• INSTRUCTIONS FOR THE TASK: There is one span to output from the data below: the lines starting at the line with "Would you please tag the breakwater" and ending at the line with "Would you please tag the white". Output it exactly, ends included, nothing more.

• INPUT RECORDS:
**********
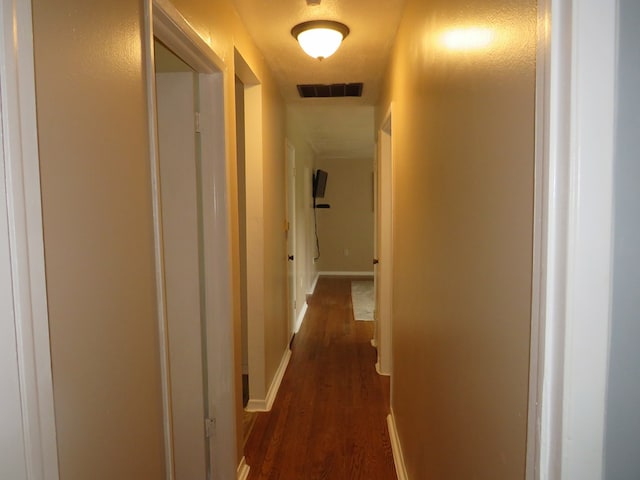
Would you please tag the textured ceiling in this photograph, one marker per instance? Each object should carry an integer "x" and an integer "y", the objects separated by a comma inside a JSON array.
**********
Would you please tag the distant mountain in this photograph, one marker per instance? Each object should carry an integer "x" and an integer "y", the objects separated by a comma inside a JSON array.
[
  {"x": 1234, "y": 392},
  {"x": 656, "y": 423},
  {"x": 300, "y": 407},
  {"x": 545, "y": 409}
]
**********
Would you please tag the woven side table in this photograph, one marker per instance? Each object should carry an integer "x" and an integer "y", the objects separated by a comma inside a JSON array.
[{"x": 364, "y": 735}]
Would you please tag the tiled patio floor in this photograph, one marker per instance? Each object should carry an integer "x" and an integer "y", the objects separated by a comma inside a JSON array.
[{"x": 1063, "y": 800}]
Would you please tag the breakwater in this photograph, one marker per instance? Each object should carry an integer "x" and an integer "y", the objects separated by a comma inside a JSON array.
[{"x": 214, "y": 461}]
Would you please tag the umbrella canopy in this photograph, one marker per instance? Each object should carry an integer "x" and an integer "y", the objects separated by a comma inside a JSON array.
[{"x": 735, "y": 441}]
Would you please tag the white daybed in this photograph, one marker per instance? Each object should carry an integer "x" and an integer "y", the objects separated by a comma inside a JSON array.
**********
• RESULT BELOW:
Would you please tag the breakwater in this photograph, one marker per instance? Each object should carry an integer "x" and an integer "y", the objects separated by a comma inside a JSON array.
[{"x": 214, "y": 461}]
Would you please tag the umbrella canopy in this photograph, one marker per instance? Each object should carry an integer "x" and an integer "y", the objects separated by a comma inside a JSON array.
[{"x": 735, "y": 441}]
Would you please tag the white daybed in this photograph, one marker per instance? Each object should carry an integer "x" and an integer "y", the objects separated by a comma inside a JSON array.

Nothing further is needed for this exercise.